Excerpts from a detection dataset
= = = = = = =
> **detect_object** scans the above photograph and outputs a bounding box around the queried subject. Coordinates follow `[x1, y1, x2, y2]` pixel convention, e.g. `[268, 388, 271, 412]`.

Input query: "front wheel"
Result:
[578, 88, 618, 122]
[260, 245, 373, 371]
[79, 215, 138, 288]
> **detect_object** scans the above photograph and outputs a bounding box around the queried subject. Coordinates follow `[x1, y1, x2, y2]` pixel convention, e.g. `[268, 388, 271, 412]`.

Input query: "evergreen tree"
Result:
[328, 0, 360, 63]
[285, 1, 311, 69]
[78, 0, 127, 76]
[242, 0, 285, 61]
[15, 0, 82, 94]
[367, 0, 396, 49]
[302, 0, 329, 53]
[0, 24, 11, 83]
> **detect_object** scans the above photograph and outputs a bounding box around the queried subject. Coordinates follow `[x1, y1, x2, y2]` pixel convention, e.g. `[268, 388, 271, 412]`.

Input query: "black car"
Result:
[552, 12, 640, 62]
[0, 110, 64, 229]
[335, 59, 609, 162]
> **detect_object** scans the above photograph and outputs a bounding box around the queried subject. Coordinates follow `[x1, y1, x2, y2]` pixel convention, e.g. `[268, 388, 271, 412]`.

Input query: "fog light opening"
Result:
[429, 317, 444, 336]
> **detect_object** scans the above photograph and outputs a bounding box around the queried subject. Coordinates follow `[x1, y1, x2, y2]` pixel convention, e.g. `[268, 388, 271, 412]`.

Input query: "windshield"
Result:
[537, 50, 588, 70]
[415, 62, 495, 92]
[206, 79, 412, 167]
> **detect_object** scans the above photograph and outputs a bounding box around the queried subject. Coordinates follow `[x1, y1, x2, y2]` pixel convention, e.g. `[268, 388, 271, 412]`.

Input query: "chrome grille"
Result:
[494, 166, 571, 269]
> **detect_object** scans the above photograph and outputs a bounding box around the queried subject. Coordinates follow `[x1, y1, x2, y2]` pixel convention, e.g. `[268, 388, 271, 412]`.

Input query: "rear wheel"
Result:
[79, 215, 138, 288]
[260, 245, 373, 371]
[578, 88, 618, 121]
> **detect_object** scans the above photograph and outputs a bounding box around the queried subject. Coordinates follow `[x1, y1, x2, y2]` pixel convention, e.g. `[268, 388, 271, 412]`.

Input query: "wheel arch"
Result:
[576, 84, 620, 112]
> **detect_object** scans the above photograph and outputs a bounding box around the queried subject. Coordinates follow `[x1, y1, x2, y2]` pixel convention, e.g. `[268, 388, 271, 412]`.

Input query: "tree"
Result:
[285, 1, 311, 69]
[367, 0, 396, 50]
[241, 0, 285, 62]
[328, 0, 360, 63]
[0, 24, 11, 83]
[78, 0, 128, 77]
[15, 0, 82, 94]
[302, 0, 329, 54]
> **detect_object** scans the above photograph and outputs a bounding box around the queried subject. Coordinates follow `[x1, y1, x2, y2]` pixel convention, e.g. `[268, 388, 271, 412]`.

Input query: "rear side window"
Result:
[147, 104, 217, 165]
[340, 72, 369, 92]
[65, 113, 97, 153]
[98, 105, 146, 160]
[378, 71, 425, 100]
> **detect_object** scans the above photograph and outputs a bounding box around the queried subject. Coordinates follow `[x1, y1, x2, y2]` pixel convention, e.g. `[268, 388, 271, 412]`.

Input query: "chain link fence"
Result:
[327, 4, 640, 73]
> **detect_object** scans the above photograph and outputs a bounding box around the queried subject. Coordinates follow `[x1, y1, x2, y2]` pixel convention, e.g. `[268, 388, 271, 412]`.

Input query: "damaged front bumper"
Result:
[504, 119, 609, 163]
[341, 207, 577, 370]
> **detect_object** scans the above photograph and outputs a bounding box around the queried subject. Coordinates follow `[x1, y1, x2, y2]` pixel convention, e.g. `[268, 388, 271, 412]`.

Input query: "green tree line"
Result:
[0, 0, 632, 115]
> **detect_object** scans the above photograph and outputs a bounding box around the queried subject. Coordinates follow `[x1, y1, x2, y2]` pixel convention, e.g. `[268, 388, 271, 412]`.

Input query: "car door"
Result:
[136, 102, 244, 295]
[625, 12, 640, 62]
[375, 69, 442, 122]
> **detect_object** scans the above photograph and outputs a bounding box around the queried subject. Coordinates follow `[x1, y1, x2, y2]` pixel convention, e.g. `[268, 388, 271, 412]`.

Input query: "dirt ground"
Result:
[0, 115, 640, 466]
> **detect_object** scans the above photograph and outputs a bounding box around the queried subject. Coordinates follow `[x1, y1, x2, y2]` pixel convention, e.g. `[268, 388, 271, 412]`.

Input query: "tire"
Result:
= = = = = = =
#### Work instructions
Arrange every line of the rows above as a JSON list of strings, one string per line, leaving out blank lines.

#### Output of the task
[
  "> **detect_object** scans the above photograph and outputs a bounding box around the queried subject. Coordinates follow `[x1, y1, x2, y2]` pixel convention, e.g. `[268, 388, 271, 412]`.",
  "Input query: \"front wheel\"",
  "Result:",
  "[578, 88, 618, 122]",
  "[260, 245, 373, 371]",
  "[79, 215, 138, 288]",
  "> **detect_object** scans the above photograph and outputs a bounding box around the queried subject. Coordinates follow `[x1, y1, x2, y2]` pixel convention, e.g. `[268, 388, 271, 412]`.",
  "Input query: \"evergreen tree\"",
  "Result:",
  "[328, 0, 360, 63]",
  "[285, 1, 311, 69]",
  "[78, 0, 127, 76]",
  "[242, 0, 285, 61]",
  "[15, 0, 82, 94]",
  "[367, 0, 396, 49]",
  "[302, 0, 329, 53]",
  "[0, 24, 11, 83]",
  "> **detect_object** scans the above photograph and outputs a bounding box around the queried subject. Coordinates follow `[x1, y1, x2, y2]` pixel convention, e.g. `[268, 388, 271, 412]`.",
  "Input query: \"black car\"",
  "Result:",
  "[552, 12, 640, 62]",
  "[0, 110, 64, 229]",
  "[335, 59, 609, 162]",
  "> **detect_object** scans the above photograph and outputs a bounding box around the queried subject. Coordinates follow `[x1, y1, x2, y2]` pixel convention, e.g. `[268, 388, 271, 412]`.",
  "Input query: \"fog light opening\"",
  "Result:",
  "[429, 317, 444, 336]",
  "> **detect_object** scans the above photograph and outputs a bounding box around the queried subject. Coordinates follow `[x1, y1, x2, y2]` pixel convention, e.g. `[268, 388, 271, 412]`.",
  "Input query: \"windshield\"",
  "Result:",
  "[537, 50, 588, 70]",
  "[415, 62, 495, 92]",
  "[206, 79, 412, 167]",
  "> **detect_object** scans the above photograph and outputs a bounding box around the queried subject. Coordinates follow `[x1, y1, x2, y2]` pixel convention, e.g. `[268, 388, 271, 412]`.",
  "Input query: \"chrome grille\"",
  "Result:",
  "[494, 166, 571, 269]",
  "> **detect_object** scans the above photograph and outputs a bounding box around the queried subject. Coordinates follow `[x1, y1, x2, y2]` pixel convention, e.g. `[268, 388, 271, 412]`.",
  "Input query: \"rear wheel\"",
  "Result:",
  "[79, 215, 138, 288]",
  "[260, 245, 373, 371]",
  "[578, 88, 618, 121]",
  "> **detect_object** scans the above photograph and outputs a bounding box around the queried subject. Coordinates follow `[x1, y1, x2, y2]` pixel convention, e.g. `[268, 388, 271, 412]`.",
  "Input query: \"wheel arch\"",
  "Result:",
  "[576, 84, 620, 112]",
  "> **detect_object** scans the above photograph and outputs a bounding box around the queried subject. Coordinates follow `[x1, y1, x2, y2]` pixel convention, e.g. `[268, 388, 271, 412]`.",
  "Input query: \"tree\"",
  "Result:",
  "[285, 1, 311, 69]",
  "[367, 0, 396, 50]",
  "[241, 0, 285, 62]",
  "[328, 0, 360, 63]",
  "[0, 24, 11, 83]",
  "[78, 0, 128, 77]",
  "[15, 0, 82, 94]",
  "[302, 0, 329, 54]",
  "> **detect_object** scans the above photograph and outputs a bounding box around the queried subject. Coordinates follow `[x1, y1, x2, y2]` pixel convention, e.g. `[268, 388, 271, 412]`.",
  "Input query: \"rear side window\"",
  "Result:",
  "[147, 104, 217, 165]",
  "[340, 72, 369, 92]",
  "[65, 113, 97, 153]",
  "[98, 105, 146, 160]",
  "[378, 71, 425, 100]",
  "> **detect_object** scans the above photograph and outputs a bounding box around the queried subject. Coordinates follow `[x1, y1, x2, y2]` pixel convention, e.g. `[268, 388, 271, 412]`.",
  "Input query: \"chain link fence\"",
  "Result:",
  "[327, 4, 640, 73]",
  "> **detect_object** scans the above photograph and outputs a bounding box around the queried subject. Coordinates follow `[x1, y1, x2, y2]` pixel convention, e.g. `[268, 388, 271, 412]`.",
  "Input query: \"damaged front bumper\"",
  "Result:",
  "[504, 119, 609, 163]",
  "[341, 207, 577, 370]",
  "> **detect_object** scans the above photograph and outputs a bounding box around the queried subject. Coordinates follow `[x1, y1, x2, y2]` pixel convention, e.g. `[268, 388, 271, 412]`.",
  "Input query: \"green tree line\"",
  "Result:",
  "[0, 0, 632, 115]",
  "> **detect_object** scans the above photograph and outputs a bounding box around the queried subject. Coordinates follow `[x1, y1, x2, y2]` pixel convention, e.g. `[268, 388, 271, 412]`.",
  "Input query: \"car door\"",
  "Result:",
  "[136, 102, 244, 295]",
  "[625, 12, 640, 62]",
  "[375, 69, 442, 122]",
  "> **detect_object** scans the above photograph and outputs a bounding box around the queried subject. Coordinates follow `[x1, y1, x2, y2]` pixel convention, e.g. `[268, 388, 271, 412]`.",
  "Input query: \"dirt ground\"",
  "Result:",
  "[0, 115, 640, 466]",
  "> **detect_object** scans the above photograph and outputs a bounding box around the queried subject. Coordinates follow `[x1, y1, x2, y2]` pixel convention, e.g. `[268, 388, 271, 412]`.",
  "Input query: \"tire\"",
  "Result:"
]